## SUPPLIED MATERIAL
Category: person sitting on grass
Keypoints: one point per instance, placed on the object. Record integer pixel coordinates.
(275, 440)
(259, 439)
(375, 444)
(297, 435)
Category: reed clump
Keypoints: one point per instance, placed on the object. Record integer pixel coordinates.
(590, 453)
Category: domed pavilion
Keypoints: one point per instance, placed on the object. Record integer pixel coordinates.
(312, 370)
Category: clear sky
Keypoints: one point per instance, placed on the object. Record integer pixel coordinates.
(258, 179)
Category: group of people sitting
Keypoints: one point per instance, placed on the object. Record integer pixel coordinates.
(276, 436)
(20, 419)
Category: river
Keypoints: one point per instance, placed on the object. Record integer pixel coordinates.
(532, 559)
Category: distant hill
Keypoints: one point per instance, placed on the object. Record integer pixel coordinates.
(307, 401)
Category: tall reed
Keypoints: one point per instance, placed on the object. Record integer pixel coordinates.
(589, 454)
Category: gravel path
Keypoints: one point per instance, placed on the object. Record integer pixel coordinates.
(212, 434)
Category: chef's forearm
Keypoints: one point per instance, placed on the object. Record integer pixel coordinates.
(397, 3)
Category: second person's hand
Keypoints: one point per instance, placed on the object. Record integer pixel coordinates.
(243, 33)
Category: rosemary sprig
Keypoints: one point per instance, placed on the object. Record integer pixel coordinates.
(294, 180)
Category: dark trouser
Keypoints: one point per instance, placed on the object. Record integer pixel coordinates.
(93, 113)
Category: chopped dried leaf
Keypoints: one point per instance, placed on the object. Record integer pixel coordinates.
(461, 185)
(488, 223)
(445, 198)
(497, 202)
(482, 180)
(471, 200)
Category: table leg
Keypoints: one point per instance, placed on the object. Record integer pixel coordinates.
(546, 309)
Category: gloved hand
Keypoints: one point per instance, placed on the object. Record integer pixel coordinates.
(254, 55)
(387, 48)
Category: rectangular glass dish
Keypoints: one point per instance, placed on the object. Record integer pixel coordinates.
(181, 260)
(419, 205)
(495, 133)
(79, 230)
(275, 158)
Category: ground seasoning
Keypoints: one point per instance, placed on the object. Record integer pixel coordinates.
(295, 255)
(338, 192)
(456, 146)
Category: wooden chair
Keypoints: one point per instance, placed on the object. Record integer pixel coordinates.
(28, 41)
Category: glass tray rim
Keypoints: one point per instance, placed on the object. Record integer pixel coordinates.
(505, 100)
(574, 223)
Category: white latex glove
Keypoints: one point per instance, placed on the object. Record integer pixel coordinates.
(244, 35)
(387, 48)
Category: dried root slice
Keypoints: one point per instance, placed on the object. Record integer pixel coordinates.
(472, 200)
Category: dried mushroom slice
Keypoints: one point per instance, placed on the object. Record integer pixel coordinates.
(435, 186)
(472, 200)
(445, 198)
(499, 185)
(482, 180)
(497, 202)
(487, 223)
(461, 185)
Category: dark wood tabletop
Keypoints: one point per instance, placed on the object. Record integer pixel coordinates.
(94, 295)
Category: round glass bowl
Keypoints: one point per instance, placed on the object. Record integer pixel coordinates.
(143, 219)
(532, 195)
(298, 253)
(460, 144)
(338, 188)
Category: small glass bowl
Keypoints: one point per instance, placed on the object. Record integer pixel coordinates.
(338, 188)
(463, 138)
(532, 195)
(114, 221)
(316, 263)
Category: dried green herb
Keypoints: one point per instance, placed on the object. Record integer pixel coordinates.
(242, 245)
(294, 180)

## GIVEN PROBLEM
Reproduce the data shown above exactly.

## ANSWER BELOW
Category: person sitting on grass
Keypoints: one point per instance, placed on the object. Record integer pixel coordinates.
(275, 440)
(259, 439)
(375, 444)
(297, 435)
Category: reed clump
Keypoints: one point per instance, placed on the object. Record integer pixel coordinates.
(590, 453)
Category: domed pavilion
Keypoints: one point per instance, placed on the object. Record integer pixel coordinates.
(312, 370)
Category: clear sky
Keypoints: one point per instance, placed on the object. Record integer pixel coordinates.
(258, 179)
Category: group of people sitting
Keypoints: one point per instance, placed on the object. Record integer pixel coordinates.
(276, 436)
(20, 419)
Category: river
Keypoints: one point per instance, placed on the object. Record integer pixel coordinates.
(532, 559)
Category: distant hill
Keypoints: one point per instance, placed on the object. Record integer pixel coordinates.
(307, 401)
Category: tall reed
Keypoints: one point per instance, placed on the object. Record integer pixel coordinates.
(589, 454)
Category: gravel path
Keypoints: one point per instance, placed on the object. Record integer pixel coordinates.
(212, 434)
Category: chef's forearm
Keypoints: one point per instance, placed on the object. Record integer pixel coordinates.
(397, 3)
Category: second person's hand
Keypoints: one point per instance, placed on the object. Record integer pixel coordinates.
(243, 33)
Category: rosemary sprig
Keypoints: one point per instance, placed on the object. Record integer pixel coordinates.
(294, 180)
Category: dark trouser
Keypoints: one point per instance, placed on the object. Record integer pixel coordinates.
(93, 113)
Category: chopped dried leaf
Keypoints: one point per instance, placed on the object. Record integer pixel coordinates.
(461, 185)
(488, 223)
(445, 198)
(497, 202)
(482, 180)
(471, 200)
Category: table leg
Keypoints: one point per instance, placed on the object. Record integer pixel coordinates.
(546, 309)
Category: gloved hand
Keypoints: one point per instance, placed on the object. Record integer pixel coordinates.
(254, 55)
(387, 48)
Category: rectangular glass dish
Keypoints: one point per instance, placed on the object. Record integer pixel coordinates.
(181, 260)
(419, 205)
(495, 133)
(79, 230)
(275, 158)
Category: ground seasoning
Keypoints: one point per instance, placed on the object. Record integer pixel coordinates.
(295, 255)
(338, 192)
(456, 146)
Category: wooden chair
Keypoints: one point per instance, placed on the object. Record integer pixel coordinates.
(28, 41)
Category: glass tray rim
Keypoints: one point per instance, placed on the object. Record integer pixel coordinates.
(505, 100)
(574, 223)
Category: white latex glove
Keypoints: one point per instance, placed on the object. Record integer pixel coordinates.
(244, 35)
(387, 48)
Category: dried root slice
Keypoints: one point per instance, placed on the object. Record integer pixel coordinates.
(472, 200)
Category: dried mushroom slice
Keypoints: one point per instance, placed on the object. Record integer pixel coordinates.
(435, 186)
(472, 200)
(445, 198)
(499, 185)
(482, 180)
(497, 202)
(487, 223)
(461, 185)
Category: dark wood tabletop
Keypoints: one point per instance, placed on the object. Record integer pixel coordinates.
(94, 295)
Category: round glass bowl
Keypoints: one point per instance, placed on the object. Record integer pixel coordinates.
(143, 219)
(532, 195)
(298, 253)
(460, 144)
(338, 188)
Category: small glass bowl
Keypoints: one point per instance, placed on the object. Record integer pixel coordinates.
(338, 188)
(463, 138)
(532, 195)
(114, 221)
(316, 263)
Category: dried green herb
Keypoints: one point per instance, placed on the object. Record integer pixel coordinates.
(242, 245)
(294, 180)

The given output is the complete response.